> _Dataset entries_:
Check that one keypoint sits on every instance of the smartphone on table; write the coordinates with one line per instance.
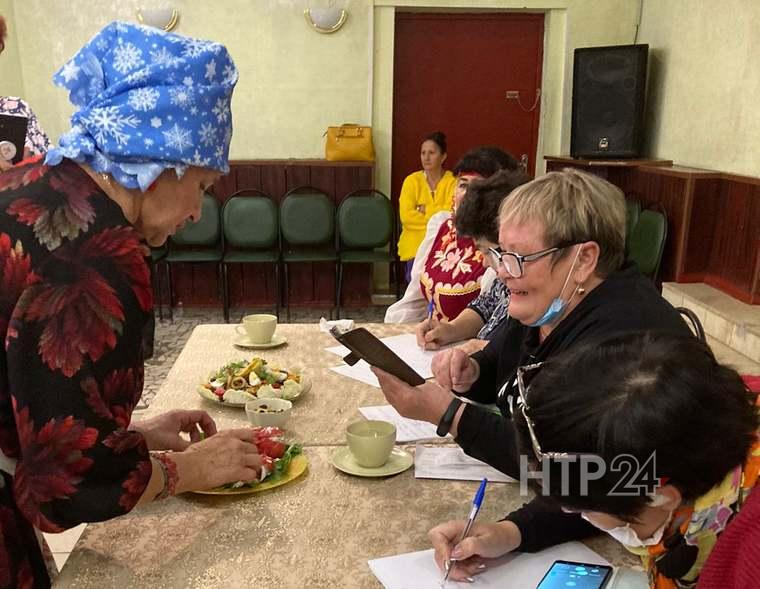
(566, 574)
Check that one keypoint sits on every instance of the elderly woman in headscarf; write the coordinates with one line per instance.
(151, 132)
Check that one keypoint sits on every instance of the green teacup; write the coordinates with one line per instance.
(371, 442)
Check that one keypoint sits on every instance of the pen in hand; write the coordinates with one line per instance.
(476, 503)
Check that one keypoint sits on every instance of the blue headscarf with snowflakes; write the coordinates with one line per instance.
(148, 100)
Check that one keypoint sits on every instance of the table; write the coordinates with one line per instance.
(318, 531)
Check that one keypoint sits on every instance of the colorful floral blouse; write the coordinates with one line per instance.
(452, 272)
(676, 562)
(36, 140)
(74, 296)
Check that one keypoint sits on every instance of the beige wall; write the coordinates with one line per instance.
(11, 82)
(704, 82)
(294, 82)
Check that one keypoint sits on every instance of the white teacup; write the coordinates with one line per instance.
(371, 442)
(258, 328)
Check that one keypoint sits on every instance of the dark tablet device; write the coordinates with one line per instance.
(13, 129)
(365, 346)
(578, 575)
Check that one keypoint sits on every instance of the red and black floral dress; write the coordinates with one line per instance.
(74, 296)
(452, 272)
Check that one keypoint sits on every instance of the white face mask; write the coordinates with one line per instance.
(628, 537)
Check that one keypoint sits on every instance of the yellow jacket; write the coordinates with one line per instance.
(415, 192)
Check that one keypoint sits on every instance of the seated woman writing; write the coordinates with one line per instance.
(561, 256)
(448, 269)
(666, 404)
(477, 218)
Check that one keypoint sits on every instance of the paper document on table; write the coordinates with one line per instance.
(417, 570)
(407, 430)
(442, 462)
(405, 347)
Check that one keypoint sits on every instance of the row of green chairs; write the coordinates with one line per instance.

> _Your goal_:
Retype the data from the line containing "the white face" through the end of the data, including both of those ends.

> _The answer_:
Check that one keypoint sits on every instance of the white face mask; write the coordinates with one line per instance.
(628, 537)
Check that one keypoint sits on every instance of the yellow jacket; write the coordinates with one line per instance.
(415, 192)
Check that one keypoint sits on every instance of the seated woman writing; write the coordinates with one line per instance.
(561, 256)
(448, 269)
(666, 404)
(477, 218)
Check that one keypoint sits on every instance of the paper document on table; write the coordinates with one line per instance.
(417, 570)
(407, 430)
(442, 462)
(405, 347)
Check that one keypoint sits on every instance of the row of green chairs; write the coordinates with one line per instance.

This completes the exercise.